### Given entries
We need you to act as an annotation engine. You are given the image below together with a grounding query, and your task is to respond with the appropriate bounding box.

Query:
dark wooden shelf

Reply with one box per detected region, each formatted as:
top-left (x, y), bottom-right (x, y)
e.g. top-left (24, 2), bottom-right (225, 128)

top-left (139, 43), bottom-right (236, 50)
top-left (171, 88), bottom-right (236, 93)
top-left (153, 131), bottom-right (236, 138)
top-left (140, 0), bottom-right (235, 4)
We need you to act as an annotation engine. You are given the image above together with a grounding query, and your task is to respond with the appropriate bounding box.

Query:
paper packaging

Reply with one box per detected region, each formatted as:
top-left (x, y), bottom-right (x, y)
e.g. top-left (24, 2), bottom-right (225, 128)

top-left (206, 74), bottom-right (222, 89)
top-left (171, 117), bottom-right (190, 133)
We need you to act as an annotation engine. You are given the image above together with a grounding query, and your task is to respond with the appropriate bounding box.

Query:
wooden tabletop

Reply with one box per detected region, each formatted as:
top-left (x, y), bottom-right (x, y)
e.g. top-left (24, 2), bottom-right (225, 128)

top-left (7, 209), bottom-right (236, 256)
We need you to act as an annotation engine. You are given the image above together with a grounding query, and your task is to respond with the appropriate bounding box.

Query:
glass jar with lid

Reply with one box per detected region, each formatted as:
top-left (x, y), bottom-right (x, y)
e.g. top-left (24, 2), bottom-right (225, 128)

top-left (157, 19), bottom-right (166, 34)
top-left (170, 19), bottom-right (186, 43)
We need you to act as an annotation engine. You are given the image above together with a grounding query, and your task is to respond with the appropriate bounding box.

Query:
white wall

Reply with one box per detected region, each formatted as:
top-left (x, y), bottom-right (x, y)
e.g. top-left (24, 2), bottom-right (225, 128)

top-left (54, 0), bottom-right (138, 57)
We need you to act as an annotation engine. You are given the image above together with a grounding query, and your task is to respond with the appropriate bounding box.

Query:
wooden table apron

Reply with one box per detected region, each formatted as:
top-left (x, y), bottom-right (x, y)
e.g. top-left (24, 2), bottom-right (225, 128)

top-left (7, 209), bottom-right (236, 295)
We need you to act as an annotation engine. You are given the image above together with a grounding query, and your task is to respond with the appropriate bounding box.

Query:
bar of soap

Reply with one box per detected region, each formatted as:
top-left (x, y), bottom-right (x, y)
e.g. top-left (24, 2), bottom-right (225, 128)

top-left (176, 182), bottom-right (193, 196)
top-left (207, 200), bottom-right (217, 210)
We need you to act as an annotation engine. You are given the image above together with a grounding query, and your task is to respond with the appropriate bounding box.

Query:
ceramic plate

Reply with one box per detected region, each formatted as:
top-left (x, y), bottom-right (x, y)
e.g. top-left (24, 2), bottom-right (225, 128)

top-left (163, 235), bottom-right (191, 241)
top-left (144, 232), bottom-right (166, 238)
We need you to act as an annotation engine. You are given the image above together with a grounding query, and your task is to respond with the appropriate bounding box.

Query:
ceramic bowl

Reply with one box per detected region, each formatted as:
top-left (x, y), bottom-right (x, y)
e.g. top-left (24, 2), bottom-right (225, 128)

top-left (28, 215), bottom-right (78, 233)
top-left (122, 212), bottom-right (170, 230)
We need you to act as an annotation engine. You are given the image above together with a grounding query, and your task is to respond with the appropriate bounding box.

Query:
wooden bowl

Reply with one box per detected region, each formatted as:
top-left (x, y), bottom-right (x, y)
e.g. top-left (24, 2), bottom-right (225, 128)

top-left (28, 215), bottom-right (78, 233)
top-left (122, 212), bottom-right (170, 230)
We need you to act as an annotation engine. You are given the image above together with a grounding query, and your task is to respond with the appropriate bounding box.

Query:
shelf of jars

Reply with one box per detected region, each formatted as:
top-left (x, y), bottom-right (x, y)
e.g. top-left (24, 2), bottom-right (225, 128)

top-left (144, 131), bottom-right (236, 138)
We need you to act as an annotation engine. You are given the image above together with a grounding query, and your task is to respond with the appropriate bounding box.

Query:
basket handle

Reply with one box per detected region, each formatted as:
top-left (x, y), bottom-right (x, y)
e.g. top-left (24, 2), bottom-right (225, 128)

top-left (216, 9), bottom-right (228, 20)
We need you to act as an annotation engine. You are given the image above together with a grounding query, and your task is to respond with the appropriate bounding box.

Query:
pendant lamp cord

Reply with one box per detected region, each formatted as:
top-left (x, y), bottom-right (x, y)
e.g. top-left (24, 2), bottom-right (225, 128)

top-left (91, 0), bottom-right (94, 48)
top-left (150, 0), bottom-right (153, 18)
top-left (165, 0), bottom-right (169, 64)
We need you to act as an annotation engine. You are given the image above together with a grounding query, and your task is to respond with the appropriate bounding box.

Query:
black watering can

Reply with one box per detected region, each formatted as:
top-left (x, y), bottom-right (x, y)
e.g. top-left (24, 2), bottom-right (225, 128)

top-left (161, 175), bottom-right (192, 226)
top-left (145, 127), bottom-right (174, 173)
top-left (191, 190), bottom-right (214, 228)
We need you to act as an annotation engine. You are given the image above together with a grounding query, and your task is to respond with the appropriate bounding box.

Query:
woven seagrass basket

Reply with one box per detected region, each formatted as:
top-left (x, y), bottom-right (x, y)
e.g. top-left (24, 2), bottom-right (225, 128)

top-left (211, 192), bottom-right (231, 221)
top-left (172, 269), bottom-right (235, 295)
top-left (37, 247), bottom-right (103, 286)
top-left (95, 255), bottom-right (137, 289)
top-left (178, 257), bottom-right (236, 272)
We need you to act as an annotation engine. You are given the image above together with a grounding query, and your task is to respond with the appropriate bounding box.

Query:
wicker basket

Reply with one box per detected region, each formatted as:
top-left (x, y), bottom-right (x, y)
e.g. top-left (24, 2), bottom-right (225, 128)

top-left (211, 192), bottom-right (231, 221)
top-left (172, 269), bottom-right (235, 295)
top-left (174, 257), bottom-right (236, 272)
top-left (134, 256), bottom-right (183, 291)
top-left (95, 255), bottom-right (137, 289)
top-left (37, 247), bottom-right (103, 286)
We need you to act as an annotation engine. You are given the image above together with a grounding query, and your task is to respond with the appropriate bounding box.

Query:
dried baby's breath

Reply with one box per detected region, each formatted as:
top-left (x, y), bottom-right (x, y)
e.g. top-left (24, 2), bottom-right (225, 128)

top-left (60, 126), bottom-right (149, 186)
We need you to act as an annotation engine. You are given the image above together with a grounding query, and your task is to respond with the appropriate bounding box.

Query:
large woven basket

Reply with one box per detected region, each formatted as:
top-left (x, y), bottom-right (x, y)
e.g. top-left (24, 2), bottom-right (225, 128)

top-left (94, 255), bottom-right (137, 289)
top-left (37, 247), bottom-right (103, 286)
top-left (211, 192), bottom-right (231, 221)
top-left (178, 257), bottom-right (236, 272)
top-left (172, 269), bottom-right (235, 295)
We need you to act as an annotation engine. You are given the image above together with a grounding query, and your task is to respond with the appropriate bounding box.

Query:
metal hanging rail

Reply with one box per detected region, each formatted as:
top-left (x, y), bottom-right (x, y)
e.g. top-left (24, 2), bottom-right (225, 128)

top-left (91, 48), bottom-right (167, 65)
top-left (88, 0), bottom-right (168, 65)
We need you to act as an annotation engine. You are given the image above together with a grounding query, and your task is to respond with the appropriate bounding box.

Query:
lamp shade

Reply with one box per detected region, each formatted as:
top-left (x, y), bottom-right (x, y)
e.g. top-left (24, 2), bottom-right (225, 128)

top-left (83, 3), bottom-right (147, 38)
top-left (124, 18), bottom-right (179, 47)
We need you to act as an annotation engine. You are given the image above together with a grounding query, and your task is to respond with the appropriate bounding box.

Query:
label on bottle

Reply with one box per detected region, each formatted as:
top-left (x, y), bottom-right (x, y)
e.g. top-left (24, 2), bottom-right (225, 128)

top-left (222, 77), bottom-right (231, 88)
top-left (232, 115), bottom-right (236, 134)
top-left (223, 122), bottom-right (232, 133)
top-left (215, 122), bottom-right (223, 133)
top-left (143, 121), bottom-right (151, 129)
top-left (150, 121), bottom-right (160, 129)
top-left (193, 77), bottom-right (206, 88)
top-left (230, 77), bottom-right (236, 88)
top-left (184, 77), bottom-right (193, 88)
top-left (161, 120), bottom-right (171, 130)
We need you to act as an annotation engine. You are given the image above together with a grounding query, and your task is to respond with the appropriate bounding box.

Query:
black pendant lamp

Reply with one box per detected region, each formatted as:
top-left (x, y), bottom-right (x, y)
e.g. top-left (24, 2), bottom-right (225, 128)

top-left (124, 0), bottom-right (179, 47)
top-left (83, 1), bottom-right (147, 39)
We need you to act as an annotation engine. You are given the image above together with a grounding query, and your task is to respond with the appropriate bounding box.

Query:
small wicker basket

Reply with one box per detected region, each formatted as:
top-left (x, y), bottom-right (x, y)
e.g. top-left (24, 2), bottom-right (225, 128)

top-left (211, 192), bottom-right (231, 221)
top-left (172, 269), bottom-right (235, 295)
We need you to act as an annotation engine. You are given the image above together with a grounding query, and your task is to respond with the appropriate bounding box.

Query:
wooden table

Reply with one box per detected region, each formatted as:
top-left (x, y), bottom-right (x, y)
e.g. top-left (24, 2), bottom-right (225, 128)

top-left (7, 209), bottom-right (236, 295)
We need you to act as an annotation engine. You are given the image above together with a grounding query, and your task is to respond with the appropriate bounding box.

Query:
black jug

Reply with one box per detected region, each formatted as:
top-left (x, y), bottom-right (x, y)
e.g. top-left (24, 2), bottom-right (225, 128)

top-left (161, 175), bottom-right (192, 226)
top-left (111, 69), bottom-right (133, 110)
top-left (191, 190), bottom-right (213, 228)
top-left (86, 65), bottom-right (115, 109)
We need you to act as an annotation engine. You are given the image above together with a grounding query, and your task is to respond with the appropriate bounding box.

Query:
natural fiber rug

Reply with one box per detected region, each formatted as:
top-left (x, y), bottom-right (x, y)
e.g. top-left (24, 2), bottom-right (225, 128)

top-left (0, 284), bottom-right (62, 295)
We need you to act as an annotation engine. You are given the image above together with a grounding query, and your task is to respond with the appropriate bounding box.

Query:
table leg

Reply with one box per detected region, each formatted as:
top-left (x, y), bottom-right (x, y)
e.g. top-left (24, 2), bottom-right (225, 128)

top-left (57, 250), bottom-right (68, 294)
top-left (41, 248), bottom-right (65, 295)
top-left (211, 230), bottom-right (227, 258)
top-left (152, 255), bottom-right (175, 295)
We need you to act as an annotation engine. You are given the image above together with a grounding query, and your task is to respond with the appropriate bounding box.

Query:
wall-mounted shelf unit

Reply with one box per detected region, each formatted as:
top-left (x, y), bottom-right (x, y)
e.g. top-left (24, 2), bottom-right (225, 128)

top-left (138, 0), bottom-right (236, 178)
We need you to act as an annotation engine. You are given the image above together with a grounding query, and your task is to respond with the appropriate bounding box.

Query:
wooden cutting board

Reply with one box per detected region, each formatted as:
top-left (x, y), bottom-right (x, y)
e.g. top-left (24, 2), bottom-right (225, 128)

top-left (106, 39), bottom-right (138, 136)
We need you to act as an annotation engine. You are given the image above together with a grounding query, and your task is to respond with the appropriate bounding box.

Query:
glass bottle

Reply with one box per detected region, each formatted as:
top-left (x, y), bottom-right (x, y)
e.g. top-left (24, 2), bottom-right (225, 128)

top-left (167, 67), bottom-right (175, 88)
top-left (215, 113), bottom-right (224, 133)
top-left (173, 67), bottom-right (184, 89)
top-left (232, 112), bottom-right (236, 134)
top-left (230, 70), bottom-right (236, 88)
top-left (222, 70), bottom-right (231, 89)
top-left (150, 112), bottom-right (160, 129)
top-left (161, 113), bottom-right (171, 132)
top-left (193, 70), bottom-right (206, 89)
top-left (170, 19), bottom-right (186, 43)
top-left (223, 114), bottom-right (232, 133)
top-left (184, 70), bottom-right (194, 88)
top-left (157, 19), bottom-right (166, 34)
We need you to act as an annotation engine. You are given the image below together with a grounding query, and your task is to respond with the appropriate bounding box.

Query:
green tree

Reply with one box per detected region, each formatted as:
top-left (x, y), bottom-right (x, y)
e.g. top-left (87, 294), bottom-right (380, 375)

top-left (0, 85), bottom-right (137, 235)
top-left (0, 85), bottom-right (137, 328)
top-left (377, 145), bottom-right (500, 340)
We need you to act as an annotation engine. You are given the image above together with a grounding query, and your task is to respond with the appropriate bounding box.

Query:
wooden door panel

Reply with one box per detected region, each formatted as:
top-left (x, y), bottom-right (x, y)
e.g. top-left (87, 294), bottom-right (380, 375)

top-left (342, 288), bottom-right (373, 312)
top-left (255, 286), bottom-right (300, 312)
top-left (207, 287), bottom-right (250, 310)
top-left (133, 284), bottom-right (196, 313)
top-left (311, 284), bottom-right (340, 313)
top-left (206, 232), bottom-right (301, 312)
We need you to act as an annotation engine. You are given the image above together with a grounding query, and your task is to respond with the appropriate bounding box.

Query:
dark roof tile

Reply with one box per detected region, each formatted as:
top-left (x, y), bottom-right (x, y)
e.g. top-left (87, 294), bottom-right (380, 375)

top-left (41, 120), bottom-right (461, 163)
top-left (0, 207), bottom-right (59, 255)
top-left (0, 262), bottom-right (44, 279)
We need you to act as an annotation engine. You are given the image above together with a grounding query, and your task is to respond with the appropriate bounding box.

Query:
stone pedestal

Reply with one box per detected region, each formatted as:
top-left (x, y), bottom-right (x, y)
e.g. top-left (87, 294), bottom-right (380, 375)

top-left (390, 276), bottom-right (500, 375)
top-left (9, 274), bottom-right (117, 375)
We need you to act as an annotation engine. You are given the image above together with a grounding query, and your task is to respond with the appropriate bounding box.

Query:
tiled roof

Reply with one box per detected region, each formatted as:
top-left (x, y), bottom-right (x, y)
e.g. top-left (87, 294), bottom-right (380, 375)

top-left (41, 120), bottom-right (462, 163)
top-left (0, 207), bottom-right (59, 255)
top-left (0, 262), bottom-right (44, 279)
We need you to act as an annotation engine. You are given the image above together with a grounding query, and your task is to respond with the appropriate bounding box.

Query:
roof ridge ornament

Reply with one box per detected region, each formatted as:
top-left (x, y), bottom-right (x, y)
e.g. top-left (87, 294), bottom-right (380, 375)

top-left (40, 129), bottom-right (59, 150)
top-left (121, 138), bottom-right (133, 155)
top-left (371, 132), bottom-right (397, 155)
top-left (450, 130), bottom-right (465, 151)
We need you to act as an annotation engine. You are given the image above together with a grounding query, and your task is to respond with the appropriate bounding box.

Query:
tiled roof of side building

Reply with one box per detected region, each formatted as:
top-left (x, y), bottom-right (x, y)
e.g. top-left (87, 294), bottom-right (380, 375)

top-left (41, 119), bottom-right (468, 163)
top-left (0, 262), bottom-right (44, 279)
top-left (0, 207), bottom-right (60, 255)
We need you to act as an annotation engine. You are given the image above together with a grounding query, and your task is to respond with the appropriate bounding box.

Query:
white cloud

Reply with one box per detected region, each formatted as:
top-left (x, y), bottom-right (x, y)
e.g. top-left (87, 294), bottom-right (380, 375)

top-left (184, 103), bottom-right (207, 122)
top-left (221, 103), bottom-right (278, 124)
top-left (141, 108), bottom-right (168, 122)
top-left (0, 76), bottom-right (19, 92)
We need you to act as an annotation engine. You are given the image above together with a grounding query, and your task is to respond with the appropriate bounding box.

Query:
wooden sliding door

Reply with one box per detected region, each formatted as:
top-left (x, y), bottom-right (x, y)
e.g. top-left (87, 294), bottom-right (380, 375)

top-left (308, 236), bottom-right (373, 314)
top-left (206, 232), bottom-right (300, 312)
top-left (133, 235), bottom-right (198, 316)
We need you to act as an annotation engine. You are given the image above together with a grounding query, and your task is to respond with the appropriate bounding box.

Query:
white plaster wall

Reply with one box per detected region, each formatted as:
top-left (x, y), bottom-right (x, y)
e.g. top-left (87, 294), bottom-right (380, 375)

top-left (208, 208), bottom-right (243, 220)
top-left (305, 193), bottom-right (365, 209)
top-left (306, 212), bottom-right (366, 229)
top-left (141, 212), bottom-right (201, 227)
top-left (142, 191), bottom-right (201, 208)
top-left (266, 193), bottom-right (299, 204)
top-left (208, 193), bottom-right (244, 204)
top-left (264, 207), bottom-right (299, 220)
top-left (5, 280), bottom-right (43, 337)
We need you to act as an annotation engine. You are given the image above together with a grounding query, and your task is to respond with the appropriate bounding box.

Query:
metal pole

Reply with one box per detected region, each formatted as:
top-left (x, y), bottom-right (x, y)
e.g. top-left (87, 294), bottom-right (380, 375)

### Task statement
Reproduce the records word for word, from their first line through the line containing "top-left (140, 0), bottom-right (235, 4)", with that line included.

### Correct response
We need you to act as an annotation engine. You are given the image below together with a grounding query, and your task is to respond with the appropriate bounding box.

Query:
dark wooden shelf

Reply with one box per detected region, each formatted as:
top-left (x, y), bottom-right (x, y)
e.g. top-left (24, 2), bottom-right (225, 128)

top-left (139, 43), bottom-right (236, 50)
top-left (171, 88), bottom-right (236, 93)
top-left (153, 131), bottom-right (236, 138)
top-left (140, 0), bottom-right (235, 4)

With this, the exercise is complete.